WORK REQUIRED
Go through the data below and copy out every line that contains the string "black" somewhere in it.
— START DATASET EXTRACT —
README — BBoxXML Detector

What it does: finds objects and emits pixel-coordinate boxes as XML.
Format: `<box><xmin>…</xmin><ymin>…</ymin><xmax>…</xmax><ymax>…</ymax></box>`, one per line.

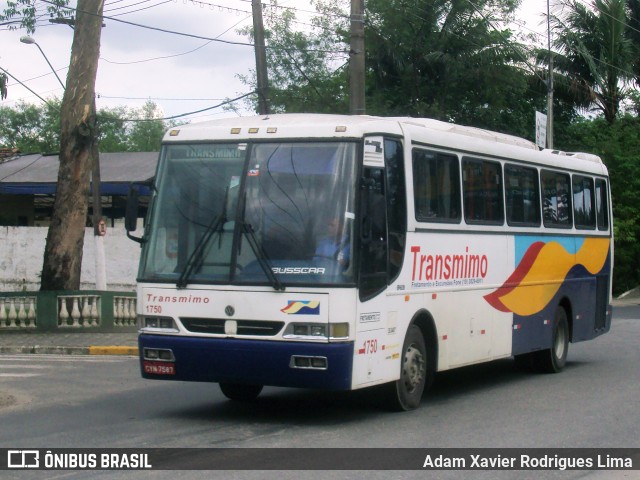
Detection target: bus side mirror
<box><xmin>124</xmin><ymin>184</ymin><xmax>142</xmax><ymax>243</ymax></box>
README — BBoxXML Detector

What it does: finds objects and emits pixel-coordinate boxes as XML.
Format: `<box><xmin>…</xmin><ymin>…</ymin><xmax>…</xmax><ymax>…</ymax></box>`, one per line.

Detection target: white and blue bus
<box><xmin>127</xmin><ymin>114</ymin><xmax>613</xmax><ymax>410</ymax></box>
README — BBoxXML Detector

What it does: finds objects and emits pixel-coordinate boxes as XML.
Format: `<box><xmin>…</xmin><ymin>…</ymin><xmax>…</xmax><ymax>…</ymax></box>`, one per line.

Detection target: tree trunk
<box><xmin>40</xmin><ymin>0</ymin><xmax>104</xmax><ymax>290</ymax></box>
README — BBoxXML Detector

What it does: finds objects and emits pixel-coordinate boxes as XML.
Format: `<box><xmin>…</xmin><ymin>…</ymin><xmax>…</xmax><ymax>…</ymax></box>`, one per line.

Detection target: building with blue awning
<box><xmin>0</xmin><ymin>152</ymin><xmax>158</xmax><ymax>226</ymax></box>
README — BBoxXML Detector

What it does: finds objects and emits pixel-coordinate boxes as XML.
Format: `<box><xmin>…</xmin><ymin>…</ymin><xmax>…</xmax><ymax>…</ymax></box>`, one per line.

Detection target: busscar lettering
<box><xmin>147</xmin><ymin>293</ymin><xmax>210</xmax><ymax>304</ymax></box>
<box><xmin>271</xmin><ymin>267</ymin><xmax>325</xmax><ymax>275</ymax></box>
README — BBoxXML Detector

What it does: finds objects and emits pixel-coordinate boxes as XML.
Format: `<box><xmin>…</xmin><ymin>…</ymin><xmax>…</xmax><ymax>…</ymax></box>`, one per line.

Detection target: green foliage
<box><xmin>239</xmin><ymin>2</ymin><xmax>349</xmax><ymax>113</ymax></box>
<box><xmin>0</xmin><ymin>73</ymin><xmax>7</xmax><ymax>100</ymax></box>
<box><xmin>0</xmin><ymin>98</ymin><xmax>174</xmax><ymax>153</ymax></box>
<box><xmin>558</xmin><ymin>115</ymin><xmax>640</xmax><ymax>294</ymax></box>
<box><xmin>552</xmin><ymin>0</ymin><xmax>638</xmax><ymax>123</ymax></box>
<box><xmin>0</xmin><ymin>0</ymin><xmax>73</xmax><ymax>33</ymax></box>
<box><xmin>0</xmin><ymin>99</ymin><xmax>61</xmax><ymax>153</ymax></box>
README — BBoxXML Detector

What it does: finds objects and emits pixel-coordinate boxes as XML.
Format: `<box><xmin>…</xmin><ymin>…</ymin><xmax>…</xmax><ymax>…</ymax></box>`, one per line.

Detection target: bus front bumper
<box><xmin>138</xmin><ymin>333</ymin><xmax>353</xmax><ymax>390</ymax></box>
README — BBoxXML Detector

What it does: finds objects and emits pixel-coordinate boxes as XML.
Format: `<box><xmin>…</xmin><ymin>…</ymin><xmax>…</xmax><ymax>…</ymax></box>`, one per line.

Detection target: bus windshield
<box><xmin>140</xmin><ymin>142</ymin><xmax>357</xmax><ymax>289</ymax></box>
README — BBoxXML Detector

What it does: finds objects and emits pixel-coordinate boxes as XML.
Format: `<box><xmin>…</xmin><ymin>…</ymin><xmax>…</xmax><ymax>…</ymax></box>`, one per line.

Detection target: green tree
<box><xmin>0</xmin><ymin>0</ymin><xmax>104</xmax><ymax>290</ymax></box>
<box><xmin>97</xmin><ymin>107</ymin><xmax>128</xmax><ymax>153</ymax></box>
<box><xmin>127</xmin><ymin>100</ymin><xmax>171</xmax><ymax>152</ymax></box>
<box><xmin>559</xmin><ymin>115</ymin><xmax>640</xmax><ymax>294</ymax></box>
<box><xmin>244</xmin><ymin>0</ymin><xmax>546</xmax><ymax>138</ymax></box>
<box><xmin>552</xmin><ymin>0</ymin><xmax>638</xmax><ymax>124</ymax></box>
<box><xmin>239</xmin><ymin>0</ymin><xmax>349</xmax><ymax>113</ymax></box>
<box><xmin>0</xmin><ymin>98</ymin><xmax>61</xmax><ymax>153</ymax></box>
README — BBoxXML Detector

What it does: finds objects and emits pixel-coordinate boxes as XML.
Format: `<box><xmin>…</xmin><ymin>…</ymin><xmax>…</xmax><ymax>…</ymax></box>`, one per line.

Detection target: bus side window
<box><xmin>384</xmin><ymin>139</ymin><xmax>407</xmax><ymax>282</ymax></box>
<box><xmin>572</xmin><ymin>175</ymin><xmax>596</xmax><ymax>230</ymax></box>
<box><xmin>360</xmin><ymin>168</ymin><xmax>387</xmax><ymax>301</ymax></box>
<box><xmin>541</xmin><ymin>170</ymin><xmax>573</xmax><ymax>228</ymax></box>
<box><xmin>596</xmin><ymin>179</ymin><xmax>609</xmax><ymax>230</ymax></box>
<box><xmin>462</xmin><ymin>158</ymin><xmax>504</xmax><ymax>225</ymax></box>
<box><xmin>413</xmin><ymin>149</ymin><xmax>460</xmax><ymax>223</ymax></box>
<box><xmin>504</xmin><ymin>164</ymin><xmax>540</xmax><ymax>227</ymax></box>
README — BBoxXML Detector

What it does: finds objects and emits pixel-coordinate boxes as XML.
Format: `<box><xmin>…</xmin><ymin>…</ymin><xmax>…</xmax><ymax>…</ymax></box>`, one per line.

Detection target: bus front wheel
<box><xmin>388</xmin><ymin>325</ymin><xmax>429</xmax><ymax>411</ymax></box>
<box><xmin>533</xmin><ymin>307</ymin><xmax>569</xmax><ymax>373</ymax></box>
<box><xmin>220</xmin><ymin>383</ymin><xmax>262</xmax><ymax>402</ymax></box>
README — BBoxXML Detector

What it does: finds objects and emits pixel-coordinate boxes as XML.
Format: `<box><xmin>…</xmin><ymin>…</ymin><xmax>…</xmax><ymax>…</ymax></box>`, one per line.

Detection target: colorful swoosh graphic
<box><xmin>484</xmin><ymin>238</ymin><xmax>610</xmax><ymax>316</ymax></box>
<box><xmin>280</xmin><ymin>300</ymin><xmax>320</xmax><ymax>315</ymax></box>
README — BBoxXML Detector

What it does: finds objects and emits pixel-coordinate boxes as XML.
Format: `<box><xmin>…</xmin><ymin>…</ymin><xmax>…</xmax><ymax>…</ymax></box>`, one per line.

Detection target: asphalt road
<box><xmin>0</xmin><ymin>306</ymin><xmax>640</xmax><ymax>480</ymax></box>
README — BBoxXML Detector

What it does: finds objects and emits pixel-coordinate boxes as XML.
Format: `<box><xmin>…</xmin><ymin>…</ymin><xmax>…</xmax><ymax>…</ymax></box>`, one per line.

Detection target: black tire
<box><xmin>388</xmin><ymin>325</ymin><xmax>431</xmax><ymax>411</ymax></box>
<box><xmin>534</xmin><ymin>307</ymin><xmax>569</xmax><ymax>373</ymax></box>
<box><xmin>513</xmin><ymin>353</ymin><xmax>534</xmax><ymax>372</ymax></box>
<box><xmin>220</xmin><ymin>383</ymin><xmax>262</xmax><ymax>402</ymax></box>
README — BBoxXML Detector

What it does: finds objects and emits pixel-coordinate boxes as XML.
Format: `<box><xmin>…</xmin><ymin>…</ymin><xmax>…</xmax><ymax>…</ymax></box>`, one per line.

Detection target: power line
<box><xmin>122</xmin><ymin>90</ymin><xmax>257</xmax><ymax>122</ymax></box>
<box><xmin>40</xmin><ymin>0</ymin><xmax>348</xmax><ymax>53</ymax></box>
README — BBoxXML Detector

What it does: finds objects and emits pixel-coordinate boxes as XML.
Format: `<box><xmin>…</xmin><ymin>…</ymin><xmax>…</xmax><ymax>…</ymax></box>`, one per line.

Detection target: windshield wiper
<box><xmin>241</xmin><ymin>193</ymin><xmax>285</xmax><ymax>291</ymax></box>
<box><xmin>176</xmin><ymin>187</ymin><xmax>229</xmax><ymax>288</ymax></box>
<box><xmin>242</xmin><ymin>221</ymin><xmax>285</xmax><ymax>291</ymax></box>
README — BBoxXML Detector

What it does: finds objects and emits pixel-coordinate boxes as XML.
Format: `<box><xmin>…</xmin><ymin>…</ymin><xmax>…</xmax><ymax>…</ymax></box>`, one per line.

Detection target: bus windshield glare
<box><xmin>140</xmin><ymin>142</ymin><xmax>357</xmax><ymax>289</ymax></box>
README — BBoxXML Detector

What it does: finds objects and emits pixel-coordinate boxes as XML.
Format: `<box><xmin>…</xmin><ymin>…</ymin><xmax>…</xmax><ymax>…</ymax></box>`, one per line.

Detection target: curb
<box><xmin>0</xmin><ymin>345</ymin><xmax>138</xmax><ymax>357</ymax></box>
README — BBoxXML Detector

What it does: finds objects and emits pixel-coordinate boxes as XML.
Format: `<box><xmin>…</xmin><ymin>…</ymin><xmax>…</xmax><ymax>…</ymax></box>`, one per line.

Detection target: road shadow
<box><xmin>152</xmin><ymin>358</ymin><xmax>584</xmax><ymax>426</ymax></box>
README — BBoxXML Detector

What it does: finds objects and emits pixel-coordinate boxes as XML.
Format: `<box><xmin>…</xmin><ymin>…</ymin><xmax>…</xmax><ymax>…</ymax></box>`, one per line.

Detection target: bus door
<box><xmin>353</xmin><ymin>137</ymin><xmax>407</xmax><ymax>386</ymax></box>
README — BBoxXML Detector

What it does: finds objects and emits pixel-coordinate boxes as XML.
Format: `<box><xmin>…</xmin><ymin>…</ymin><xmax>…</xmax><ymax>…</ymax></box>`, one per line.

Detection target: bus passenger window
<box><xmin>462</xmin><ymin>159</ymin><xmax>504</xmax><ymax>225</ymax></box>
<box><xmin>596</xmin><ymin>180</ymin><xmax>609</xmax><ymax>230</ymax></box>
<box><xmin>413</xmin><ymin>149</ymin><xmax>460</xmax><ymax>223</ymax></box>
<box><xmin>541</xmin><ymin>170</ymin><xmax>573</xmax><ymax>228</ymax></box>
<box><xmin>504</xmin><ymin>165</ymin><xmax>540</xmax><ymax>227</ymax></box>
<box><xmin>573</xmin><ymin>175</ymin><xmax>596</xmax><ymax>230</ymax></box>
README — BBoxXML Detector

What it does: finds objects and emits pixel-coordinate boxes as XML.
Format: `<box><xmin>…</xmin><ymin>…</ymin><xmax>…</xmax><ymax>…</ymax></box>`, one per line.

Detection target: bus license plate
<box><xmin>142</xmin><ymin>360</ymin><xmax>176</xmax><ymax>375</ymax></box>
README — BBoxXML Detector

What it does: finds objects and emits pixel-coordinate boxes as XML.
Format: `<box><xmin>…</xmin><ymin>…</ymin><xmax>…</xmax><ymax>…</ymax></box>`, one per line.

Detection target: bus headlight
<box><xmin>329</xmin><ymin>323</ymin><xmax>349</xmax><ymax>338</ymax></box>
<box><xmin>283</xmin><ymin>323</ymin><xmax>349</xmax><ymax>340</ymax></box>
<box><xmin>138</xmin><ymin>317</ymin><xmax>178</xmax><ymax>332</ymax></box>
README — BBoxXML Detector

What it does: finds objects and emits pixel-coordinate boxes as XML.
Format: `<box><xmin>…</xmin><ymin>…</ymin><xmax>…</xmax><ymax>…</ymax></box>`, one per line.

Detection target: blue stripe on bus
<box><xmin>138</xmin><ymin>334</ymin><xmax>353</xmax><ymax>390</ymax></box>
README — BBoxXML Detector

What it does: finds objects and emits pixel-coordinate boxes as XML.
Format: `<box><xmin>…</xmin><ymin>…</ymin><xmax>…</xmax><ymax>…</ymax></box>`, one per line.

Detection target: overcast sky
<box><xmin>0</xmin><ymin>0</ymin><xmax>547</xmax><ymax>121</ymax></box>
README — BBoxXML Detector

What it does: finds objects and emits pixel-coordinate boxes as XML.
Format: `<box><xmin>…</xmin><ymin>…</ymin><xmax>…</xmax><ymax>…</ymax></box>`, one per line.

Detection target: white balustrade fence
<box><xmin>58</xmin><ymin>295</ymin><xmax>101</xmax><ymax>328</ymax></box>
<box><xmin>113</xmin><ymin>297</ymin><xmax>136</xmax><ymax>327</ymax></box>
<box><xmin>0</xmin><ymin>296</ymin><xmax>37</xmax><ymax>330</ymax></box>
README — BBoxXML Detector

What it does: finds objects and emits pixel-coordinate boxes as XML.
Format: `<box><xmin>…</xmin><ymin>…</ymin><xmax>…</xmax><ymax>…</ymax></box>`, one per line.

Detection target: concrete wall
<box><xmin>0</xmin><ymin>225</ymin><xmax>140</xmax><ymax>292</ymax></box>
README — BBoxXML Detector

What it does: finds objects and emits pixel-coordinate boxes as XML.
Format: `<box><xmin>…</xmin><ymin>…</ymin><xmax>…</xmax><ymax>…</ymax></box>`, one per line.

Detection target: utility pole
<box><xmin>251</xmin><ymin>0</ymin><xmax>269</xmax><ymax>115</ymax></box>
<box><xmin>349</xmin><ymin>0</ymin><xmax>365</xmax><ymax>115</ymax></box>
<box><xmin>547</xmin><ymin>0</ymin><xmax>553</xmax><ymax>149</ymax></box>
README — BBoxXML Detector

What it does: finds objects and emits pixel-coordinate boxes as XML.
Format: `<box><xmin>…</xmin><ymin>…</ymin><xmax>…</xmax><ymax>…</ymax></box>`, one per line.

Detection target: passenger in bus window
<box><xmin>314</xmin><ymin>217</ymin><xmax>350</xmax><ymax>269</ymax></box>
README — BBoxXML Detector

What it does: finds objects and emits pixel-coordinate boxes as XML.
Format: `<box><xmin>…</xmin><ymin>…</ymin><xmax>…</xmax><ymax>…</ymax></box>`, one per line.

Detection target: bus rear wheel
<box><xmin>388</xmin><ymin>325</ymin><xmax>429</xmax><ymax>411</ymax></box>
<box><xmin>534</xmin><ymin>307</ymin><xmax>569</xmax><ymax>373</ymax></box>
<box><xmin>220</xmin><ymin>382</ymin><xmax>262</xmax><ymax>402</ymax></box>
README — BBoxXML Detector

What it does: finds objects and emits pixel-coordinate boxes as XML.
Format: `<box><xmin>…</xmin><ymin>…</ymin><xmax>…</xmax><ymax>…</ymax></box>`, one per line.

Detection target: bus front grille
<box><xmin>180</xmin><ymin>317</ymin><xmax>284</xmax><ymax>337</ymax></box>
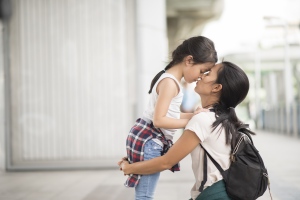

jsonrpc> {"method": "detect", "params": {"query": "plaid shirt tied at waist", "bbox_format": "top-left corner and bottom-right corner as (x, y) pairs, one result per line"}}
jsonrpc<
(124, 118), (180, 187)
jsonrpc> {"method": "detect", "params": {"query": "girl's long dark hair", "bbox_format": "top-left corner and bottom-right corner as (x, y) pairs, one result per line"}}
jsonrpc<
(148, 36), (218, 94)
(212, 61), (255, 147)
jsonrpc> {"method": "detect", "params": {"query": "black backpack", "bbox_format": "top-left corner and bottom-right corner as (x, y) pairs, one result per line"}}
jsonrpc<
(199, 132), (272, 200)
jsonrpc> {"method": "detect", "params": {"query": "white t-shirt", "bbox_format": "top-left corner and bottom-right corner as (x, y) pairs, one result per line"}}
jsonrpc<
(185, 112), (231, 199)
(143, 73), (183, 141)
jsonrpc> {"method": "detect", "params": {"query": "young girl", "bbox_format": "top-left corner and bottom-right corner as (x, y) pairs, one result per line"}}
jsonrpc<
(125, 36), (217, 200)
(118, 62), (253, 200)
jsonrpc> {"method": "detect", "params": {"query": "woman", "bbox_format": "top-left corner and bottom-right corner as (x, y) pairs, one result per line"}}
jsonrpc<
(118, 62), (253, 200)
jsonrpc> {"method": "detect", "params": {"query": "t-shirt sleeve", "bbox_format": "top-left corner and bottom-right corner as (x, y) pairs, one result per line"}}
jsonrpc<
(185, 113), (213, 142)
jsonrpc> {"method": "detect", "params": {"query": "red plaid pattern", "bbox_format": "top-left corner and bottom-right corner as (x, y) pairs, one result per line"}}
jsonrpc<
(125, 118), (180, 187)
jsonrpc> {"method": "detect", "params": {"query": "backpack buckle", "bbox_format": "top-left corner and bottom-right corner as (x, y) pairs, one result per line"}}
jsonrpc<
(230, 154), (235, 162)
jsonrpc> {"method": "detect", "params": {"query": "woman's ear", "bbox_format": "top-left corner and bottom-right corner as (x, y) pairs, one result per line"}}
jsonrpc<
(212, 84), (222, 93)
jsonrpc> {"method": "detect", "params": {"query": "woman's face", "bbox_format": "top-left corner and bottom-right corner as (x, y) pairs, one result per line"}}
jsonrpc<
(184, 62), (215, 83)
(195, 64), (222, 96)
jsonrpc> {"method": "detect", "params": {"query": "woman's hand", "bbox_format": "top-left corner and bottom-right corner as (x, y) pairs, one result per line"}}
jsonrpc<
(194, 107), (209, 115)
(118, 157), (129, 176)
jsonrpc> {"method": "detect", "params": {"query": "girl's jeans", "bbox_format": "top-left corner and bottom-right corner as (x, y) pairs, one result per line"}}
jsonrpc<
— END DATASET EXTRACT —
SOLUTION FOR THIS TASK
Detection target: black tire
jsonrpc> {"method": "detect", "params": {"query": "black backpack", "bbox_format": "top-left corner and bottom-right corner as (x, y) pairs, one result per line"}}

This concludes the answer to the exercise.